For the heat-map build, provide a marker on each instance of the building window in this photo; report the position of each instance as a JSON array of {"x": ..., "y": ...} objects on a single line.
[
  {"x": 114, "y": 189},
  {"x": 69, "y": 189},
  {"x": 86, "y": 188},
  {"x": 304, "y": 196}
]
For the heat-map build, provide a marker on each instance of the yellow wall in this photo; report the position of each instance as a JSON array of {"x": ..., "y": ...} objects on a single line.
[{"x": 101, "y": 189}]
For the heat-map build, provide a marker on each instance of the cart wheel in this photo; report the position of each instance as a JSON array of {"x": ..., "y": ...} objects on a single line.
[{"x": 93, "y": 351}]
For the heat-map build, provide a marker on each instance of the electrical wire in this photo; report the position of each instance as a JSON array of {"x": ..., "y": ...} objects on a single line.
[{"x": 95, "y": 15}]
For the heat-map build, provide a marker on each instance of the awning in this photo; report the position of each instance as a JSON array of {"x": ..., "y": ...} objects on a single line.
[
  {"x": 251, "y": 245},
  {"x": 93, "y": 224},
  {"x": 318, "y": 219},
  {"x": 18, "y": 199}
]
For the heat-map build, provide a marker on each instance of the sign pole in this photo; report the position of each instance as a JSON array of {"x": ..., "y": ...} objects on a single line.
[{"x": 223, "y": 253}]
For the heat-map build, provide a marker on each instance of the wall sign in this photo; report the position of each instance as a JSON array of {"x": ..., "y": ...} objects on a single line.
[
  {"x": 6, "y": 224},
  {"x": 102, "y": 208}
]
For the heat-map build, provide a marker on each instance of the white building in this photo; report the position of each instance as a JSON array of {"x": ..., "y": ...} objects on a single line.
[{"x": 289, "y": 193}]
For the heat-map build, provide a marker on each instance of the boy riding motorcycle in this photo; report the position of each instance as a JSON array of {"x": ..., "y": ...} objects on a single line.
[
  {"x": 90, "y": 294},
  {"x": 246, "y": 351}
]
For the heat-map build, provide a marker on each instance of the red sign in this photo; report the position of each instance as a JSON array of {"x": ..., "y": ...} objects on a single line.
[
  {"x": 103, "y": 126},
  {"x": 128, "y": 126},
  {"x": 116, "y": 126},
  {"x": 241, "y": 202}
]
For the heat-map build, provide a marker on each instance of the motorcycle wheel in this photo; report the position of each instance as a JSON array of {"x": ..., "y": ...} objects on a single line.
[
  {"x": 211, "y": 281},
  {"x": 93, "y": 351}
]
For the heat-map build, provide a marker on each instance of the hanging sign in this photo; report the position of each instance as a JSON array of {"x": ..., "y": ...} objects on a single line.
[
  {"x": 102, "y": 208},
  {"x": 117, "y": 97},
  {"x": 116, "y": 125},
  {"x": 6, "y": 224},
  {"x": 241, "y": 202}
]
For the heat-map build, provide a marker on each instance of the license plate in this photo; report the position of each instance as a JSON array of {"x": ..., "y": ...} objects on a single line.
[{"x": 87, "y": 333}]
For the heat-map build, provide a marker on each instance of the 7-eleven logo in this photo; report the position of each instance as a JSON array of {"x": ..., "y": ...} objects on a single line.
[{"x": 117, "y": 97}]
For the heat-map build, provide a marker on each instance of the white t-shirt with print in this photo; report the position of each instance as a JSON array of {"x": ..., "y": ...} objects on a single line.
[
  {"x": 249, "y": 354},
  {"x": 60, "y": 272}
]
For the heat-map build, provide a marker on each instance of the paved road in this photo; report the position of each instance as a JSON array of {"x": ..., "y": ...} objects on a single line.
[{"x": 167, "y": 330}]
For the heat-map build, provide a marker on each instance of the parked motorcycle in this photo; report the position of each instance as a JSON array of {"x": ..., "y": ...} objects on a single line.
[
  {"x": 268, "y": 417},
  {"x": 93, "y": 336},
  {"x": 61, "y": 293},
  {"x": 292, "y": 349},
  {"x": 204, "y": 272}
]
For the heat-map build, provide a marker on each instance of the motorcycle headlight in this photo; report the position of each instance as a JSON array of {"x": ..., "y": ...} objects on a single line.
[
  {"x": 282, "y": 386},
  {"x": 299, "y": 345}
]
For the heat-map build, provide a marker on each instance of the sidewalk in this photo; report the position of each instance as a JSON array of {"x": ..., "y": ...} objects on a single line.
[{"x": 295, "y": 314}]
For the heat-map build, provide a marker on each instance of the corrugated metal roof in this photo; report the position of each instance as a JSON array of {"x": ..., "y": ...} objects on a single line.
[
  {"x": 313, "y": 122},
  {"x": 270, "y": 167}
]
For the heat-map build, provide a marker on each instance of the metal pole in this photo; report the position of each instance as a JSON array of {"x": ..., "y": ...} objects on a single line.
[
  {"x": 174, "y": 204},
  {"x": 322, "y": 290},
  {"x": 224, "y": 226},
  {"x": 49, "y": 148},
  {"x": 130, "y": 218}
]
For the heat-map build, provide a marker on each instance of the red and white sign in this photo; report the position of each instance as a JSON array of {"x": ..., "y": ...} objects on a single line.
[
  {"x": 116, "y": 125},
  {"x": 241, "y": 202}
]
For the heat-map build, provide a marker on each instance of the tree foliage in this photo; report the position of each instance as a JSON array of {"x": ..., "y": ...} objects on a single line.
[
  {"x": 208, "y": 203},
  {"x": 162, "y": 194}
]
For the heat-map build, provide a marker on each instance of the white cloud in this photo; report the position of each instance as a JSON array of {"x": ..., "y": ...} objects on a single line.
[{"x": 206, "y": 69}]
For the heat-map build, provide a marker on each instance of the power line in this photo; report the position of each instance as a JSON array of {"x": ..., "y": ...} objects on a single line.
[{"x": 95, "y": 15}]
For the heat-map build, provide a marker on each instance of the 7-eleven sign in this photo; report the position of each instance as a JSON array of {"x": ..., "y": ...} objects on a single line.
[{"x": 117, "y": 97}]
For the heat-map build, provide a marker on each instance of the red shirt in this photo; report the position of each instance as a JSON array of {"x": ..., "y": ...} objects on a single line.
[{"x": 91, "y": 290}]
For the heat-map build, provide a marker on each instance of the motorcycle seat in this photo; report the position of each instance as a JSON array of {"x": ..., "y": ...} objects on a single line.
==================================================
▸ **Requirement**
When you copy the data, keep every line word for word.

▸ **Response to the exercise**
For the heat-map build, provide a marker on each instance of the building window in this photo; report the position of each instance as a JSON array of {"x": ..., "y": ...} objects on a single line.
[
  {"x": 114, "y": 189},
  {"x": 69, "y": 189},
  {"x": 86, "y": 188},
  {"x": 304, "y": 196}
]
For the heat-map build, provide a marker on each instance of the yellow wall in this photo; report the position of each instance as a JSON array of {"x": ..., "y": ...} objects on a single line.
[{"x": 101, "y": 189}]
For the heat-map build, provide a marker on each instance of the cart wheel in this photo; report the position of each instance as a JSON array of {"x": ..., "y": ...} objects on a single line.
[{"x": 93, "y": 351}]
For the heat-map build, provide a marker on each instance of the electrical wire in this photo; report the position of each instance as a JSON array of {"x": ..., "y": ...} objects on a single line.
[{"x": 95, "y": 15}]
For the heat-map build, provide a marker on each instance of the awning in this photo; report the position of each instance as a JSON array of {"x": ..., "y": ...} objects on a single line.
[
  {"x": 251, "y": 245},
  {"x": 93, "y": 224},
  {"x": 318, "y": 219},
  {"x": 18, "y": 199}
]
For the heat-map build, provide a marker on each instance of the sign pole in this photo; report the position of each instance as a JSON array of {"x": ..., "y": ...} objects on a single line.
[{"x": 223, "y": 253}]
For the heat-map build, provide a marker on each instance of the wall sign in this photo; report the position of each instance as a JSON array of {"x": ..., "y": ...} objects on a single line.
[
  {"x": 6, "y": 224},
  {"x": 102, "y": 208}
]
For the heat-map build, provide a marker on each instance of the white building in this photo; report the position of each instance as a JSON array of {"x": ..., "y": ...} objects on a single line.
[{"x": 289, "y": 193}]
For the heat-map build, provide a marker on each instance of the boy riding motorcycle in this photo; report the position of each instance as a JSON array of {"x": ..., "y": ...} objects on a single line.
[
  {"x": 90, "y": 294},
  {"x": 246, "y": 351}
]
For the heat-map build, provide a marker on each instance of the red sign in this photo; report the position of each instance as a JSON array of {"x": ..., "y": ...} objects on a single line.
[
  {"x": 103, "y": 126},
  {"x": 128, "y": 126},
  {"x": 116, "y": 126},
  {"x": 241, "y": 202}
]
For the heat-map build, provide a marker on each instance of the motorcycle wheel in this photo; report the position of each instance as a JSON array of {"x": ..., "y": ...} objects on a single line.
[
  {"x": 211, "y": 281},
  {"x": 93, "y": 351}
]
For the heat-map build, provide a marker on each instance of the hanging sign in this photo; report the position of each instance as a JSON array of {"x": ..., "y": ...} objects on a single line.
[
  {"x": 102, "y": 208},
  {"x": 117, "y": 97},
  {"x": 116, "y": 125},
  {"x": 6, "y": 224},
  {"x": 241, "y": 202}
]
For the heat-map build, provide a marker on each instance of the license plate in this photo; report the position of each instance as a JSON array of {"x": ..., "y": ...} objects on a single line.
[{"x": 87, "y": 333}]
For the heat-map build, provide a marker on each instance of the 7-eleven logo in this photo; report the position of each instance as a JSON array of {"x": ..., "y": ...} objects on a single line.
[{"x": 117, "y": 97}]
For the heat-map build, provide a marker on each instance of the white t-shirt with print in this photo; report the position of each instance as a JSON array of {"x": ..., "y": ...} objects on a single line.
[
  {"x": 249, "y": 354},
  {"x": 60, "y": 272}
]
For the heat-map build, provide a marker on each instance of the paved road in this photo; report the position of each instance as a JSON array of {"x": ..., "y": ...} objects on a single line.
[{"x": 167, "y": 330}]
For the heat-map build, provide a marker on each instance of the parked motorcycle in this photo; report the position of each instance as a JSON array of {"x": ..., "y": ...} objects on a single line.
[
  {"x": 268, "y": 417},
  {"x": 93, "y": 336},
  {"x": 61, "y": 293},
  {"x": 292, "y": 349},
  {"x": 204, "y": 272}
]
For the heat-map build, provide a marker on each instance of the motorcycle headlight in this photo; report the position of each instance as a JSON array of {"x": ..., "y": ...} objects on a single line.
[
  {"x": 282, "y": 386},
  {"x": 299, "y": 345}
]
For the heat-map build, provide a marker on each instance of the sidewalk in this photo; report the position of each instance as a JSON array of {"x": ..., "y": ...} objects on a single line.
[{"x": 295, "y": 314}]
For the heat-map build, provide a marker on each instance of the corrugated metal roof in this photo; report the position of each instance as a JSON array of {"x": ..., "y": ...} objects on a single line.
[
  {"x": 313, "y": 122},
  {"x": 270, "y": 167}
]
For the heat-map build, provide a marker on each instance of the metal pole in this photo; report the position of each instance as a JSON array of {"x": ..., "y": ...} objects on a single line.
[
  {"x": 174, "y": 204},
  {"x": 322, "y": 290},
  {"x": 224, "y": 226},
  {"x": 49, "y": 148},
  {"x": 130, "y": 218}
]
For the heat-map build, provide a marker on each instance of the red and white sign in this photo; report the position of each instance as a JSON array of {"x": ..., "y": ...} objects on a single line.
[
  {"x": 116, "y": 125},
  {"x": 241, "y": 202}
]
For the heat-map build, provide a marker on each instance of the tree foliage in this photo; report the position of each instance as a JSON array of {"x": ..., "y": ...} objects on a single line.
[
  {"x": 208, "y": 203},
  {"x": 162, "y": 194}
]
For the heat-map build, provide a marker on each instance of the white cloud in this photo; report the position of each instance as a JSON array of {"x": ..., "y": ...} objects on a single line.
[{"x": 206, "y": 69}]
For the heat-map build, provide a marker on each instance of the power line in this photo; report the position of each instance as a JSON array of {"x": ..., "y": ...} objects on a single line.
[{"x": 95, "y": 15}]
For the heat-map build, provide a marker on each instance of the 7-eleven sign in this photo; report the position of each instance as a JSON array of {"x": ..., "y": ...} objects on a single line.
[{"x": 117, "y": 97}]
For the heat-map build, provide a marker on each instance of the red shirt in this photo; report the position of each instance as a JSON array of {"x": ..., "y": ...} objects on a single line.
[{"x": 91, "y": 290}]
For the heat-map build, provide a marker on each instance of the motorcycle seat in this photo; report the position of each instance as a JSON array of {"x": ..., "y": ...} objects on a single line.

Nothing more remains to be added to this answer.